Location identification items:
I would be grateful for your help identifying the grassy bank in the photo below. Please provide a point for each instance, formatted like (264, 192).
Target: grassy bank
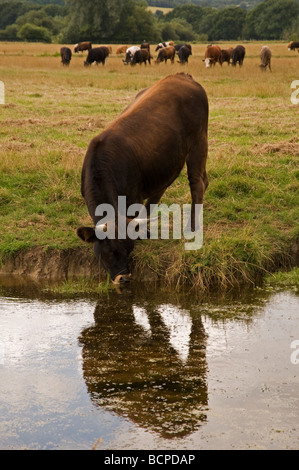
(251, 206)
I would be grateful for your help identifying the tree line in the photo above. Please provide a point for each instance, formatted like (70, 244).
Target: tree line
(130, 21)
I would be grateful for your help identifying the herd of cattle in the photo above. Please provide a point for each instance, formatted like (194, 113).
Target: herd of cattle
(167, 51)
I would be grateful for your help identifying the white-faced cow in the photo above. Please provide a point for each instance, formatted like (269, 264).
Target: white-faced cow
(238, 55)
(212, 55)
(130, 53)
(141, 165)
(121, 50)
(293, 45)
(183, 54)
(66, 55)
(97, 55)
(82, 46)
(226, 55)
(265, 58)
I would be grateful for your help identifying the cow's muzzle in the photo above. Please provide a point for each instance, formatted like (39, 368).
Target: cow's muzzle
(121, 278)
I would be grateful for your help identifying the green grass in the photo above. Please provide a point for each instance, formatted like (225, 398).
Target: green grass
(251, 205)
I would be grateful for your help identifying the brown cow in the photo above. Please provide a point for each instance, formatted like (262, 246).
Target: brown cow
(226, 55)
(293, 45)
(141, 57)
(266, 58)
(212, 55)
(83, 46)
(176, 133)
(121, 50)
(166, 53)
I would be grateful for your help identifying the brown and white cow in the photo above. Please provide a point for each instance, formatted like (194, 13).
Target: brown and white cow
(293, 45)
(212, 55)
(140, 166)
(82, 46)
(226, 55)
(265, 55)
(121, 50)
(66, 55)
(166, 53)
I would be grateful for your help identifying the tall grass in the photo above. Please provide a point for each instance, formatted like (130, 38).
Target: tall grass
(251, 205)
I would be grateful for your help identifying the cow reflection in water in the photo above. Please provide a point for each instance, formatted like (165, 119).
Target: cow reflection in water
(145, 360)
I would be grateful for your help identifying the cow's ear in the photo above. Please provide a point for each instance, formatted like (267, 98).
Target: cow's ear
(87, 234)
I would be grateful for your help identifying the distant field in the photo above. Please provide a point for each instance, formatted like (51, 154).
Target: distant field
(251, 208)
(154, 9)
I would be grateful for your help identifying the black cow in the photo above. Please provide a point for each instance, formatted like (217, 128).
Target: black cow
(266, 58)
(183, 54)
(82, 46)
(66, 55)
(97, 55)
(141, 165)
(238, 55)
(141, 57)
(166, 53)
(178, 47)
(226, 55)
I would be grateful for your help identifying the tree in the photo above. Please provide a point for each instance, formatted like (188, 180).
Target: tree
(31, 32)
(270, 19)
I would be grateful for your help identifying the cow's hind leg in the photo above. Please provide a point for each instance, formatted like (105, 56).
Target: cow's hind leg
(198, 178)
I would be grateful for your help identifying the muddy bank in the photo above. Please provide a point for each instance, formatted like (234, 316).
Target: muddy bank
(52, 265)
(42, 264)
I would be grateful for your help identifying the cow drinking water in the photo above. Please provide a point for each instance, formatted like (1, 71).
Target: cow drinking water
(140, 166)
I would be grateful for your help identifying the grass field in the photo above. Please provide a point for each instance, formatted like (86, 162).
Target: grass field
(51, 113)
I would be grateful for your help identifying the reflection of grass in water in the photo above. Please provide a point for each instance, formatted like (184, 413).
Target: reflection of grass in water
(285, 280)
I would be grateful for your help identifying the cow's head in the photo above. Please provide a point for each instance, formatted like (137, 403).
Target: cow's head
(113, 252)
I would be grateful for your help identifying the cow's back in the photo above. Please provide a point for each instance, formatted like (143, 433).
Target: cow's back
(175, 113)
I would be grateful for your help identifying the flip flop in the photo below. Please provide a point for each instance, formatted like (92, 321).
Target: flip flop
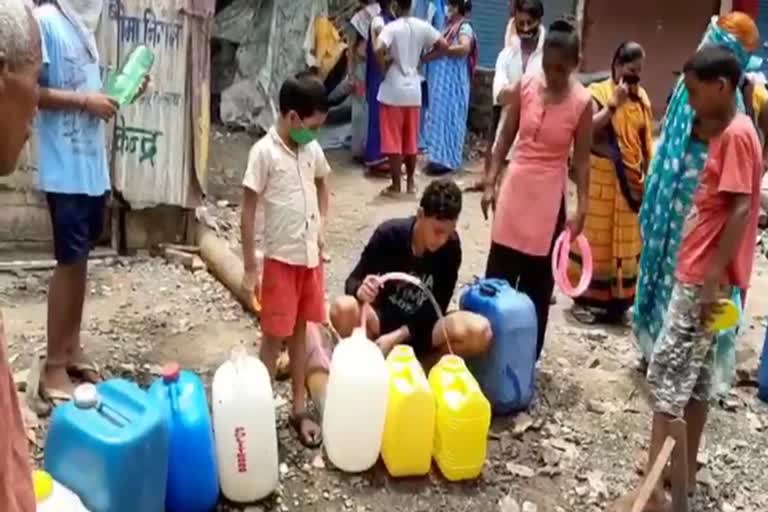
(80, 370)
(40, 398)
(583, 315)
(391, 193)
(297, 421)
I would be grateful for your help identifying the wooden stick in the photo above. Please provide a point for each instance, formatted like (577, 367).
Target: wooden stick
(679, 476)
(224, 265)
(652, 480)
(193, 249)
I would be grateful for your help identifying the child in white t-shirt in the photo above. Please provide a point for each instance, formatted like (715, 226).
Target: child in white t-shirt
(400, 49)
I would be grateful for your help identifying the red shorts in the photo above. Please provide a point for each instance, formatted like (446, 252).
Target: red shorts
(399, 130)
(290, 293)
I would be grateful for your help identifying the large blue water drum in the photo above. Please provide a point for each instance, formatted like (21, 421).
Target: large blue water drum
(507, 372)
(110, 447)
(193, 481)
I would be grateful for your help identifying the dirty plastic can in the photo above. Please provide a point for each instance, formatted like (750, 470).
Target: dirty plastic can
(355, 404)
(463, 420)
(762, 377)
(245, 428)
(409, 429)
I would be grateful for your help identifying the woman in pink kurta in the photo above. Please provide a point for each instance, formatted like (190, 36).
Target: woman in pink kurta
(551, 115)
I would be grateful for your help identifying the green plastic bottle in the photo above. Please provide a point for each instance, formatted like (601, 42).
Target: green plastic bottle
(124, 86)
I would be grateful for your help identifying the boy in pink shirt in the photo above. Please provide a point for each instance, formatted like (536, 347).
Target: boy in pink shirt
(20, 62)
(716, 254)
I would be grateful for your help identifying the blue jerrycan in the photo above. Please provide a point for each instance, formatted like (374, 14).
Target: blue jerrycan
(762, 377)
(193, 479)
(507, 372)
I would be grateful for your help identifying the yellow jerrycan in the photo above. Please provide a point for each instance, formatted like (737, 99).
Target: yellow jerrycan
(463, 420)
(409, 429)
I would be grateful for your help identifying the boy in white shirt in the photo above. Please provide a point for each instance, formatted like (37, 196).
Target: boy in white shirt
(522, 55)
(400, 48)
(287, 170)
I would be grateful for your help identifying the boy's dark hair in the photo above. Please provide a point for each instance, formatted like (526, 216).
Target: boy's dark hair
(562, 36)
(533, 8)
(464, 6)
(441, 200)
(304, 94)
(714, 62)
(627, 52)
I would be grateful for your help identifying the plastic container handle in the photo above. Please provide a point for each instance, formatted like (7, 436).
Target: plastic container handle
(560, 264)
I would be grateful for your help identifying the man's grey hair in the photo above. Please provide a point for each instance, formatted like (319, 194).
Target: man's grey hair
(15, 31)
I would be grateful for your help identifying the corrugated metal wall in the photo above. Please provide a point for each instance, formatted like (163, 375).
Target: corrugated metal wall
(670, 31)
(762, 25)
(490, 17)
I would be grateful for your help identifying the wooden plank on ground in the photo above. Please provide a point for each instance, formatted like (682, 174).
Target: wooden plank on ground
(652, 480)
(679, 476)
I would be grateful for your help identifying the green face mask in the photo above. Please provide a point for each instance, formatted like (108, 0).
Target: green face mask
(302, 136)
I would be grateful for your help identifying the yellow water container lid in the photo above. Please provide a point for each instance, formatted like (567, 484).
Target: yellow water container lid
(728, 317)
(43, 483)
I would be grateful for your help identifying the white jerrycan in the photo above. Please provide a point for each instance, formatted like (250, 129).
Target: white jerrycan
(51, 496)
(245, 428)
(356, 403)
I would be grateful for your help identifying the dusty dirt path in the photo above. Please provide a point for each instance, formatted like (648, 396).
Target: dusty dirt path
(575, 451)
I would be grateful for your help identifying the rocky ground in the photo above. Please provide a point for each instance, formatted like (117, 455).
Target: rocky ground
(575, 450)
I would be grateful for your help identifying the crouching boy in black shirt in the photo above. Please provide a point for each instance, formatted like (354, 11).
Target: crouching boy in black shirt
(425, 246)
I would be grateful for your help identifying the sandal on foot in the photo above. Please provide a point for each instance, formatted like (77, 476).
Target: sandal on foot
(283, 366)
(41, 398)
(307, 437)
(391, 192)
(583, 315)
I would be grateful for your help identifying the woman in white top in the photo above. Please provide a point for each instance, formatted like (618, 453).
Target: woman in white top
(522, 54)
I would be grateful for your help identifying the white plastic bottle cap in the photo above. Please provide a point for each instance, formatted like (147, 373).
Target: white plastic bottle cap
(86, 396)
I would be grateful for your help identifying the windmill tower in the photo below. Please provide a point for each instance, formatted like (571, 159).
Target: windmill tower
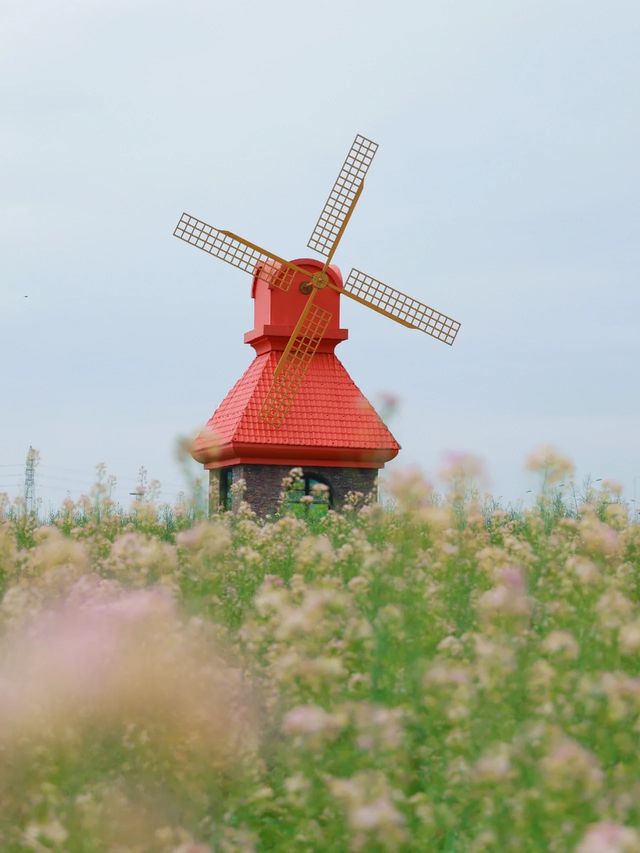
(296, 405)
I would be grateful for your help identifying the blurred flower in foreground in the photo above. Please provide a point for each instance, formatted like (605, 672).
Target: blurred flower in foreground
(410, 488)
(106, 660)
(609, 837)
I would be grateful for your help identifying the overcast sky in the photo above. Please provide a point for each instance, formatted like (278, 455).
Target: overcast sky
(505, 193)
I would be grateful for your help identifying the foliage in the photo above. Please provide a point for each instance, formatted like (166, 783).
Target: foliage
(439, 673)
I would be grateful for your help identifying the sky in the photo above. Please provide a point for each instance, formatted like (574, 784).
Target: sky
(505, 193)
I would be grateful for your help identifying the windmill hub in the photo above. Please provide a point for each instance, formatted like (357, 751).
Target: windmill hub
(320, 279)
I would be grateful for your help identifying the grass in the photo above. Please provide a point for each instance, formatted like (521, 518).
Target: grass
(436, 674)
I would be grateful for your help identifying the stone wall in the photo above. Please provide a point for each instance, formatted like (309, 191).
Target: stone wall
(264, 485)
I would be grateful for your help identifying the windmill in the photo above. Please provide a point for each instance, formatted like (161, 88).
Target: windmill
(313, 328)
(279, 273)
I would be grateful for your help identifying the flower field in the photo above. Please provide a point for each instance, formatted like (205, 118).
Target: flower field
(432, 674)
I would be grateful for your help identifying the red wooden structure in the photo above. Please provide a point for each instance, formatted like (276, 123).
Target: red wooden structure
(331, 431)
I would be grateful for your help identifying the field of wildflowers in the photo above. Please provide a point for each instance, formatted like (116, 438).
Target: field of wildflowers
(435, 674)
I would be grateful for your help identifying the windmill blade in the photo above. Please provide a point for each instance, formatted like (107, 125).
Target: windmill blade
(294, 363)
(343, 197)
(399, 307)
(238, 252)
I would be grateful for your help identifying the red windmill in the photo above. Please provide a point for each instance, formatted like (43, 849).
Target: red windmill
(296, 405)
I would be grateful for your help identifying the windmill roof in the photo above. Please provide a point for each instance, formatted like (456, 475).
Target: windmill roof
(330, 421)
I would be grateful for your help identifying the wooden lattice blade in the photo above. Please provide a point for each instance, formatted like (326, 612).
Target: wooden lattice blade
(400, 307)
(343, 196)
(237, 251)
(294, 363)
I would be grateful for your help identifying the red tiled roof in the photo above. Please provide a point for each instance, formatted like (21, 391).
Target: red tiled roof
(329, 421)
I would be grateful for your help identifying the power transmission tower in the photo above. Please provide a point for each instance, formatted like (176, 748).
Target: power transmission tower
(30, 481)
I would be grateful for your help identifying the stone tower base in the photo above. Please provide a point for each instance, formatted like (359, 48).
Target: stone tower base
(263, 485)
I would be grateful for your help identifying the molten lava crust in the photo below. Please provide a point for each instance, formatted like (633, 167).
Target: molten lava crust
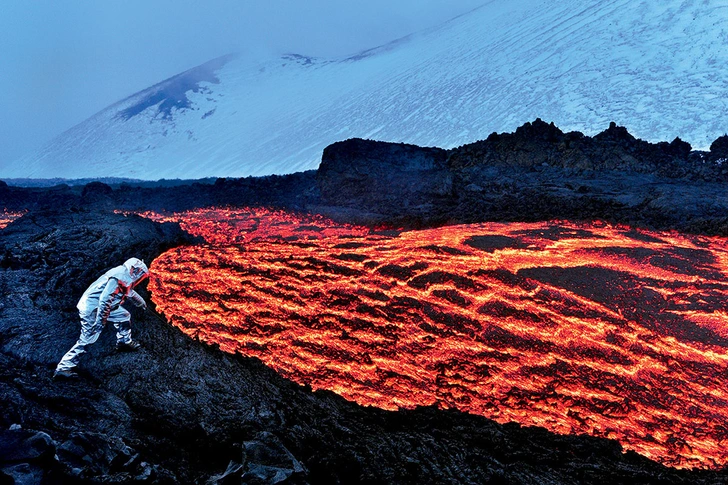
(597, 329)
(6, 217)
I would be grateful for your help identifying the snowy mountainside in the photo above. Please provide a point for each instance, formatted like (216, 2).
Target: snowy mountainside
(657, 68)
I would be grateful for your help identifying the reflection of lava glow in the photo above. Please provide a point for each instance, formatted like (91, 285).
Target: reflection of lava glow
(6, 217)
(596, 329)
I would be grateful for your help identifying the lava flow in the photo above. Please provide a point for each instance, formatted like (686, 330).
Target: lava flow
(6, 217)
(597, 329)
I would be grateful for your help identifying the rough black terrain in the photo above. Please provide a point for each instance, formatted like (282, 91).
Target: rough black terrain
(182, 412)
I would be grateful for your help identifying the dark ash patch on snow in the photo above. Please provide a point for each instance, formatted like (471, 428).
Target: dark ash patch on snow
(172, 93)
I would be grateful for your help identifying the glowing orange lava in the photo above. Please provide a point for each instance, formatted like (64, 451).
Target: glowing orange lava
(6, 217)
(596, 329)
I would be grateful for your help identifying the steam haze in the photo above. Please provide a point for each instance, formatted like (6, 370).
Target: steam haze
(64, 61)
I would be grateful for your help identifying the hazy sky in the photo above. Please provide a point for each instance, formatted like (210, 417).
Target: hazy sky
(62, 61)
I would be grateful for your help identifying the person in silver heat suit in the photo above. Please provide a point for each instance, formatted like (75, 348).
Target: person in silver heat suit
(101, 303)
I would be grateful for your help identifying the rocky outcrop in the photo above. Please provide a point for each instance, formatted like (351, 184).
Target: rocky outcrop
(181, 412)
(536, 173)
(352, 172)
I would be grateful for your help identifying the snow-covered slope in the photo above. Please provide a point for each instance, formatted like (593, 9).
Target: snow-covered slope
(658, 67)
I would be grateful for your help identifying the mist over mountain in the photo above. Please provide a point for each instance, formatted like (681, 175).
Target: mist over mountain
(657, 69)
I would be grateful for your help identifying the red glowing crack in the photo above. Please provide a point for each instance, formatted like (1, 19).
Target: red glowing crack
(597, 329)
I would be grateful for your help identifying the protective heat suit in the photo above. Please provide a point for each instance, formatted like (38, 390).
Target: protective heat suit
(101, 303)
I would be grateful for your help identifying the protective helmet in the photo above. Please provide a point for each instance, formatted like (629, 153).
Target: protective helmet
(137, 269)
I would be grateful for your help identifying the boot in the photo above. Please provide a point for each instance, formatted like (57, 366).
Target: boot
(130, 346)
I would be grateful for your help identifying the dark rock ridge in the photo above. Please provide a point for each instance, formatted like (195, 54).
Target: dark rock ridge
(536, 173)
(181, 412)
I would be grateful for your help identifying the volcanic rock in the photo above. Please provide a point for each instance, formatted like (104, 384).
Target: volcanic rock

WHAT YOU SHOULD DO |
Everything from the line containing "I would be grateful for your help identifying the rocky outcrop" through the last line of the records must be given again exactly; leave out all other lines.

OUTPUT BELOW |
I would be grateful for your help identifying the rocky outcrop in the photo above. Please provide a point for each instance, formatted like (351, 184).
Target: rocky outcrop
(181, 412)
(536, 173)
(352, 172)
I would be grateful for your help identifying the snow-covered slope in the photo above. Please provide a point for each instance, formatted like (593, 9).
Target: snow-covered slope
(658, 67)
I would be grateful for your help identifying the mist over mountain in the photo above. Please provide a point for each instance, formatted like (681, 175).
Target: mist over mountain
(657, 69)
I would be grateful for your help identifying the red glowing crack in the photo above. Please provide a point for each instance, formatted like (1, 19).
Target: red glowing crack
(597, 329)
I would be grateful for your help identifying the protective heat suit in the photo above. Please provide a point for each instance, formatted like (38, 390).
Target: protective heat suit
(101, 303)
I would be grateful for your help identifying the protective helmet in the photo above. Please provide a point for each instance, formatted like (629, 153).
Target: protective helmet
(137, 269)
I would be grateful for your help identifying the boot in the photo above. Please provide a point for each instance, formatted like (57, 366).
Target: boot
(130, 346)
I would be grateful for your help identifying the dark rock ridge in the photo above. Please provide a point for each instance, formatted like (195, 54).
Target: dark rock ridge
(536, 173)
(181, 412)
I would be grateful for your help identifying the volcanic rock in the photo above. Please provide a point for each instance, formatted like (104, 384).
Target: volcanic rock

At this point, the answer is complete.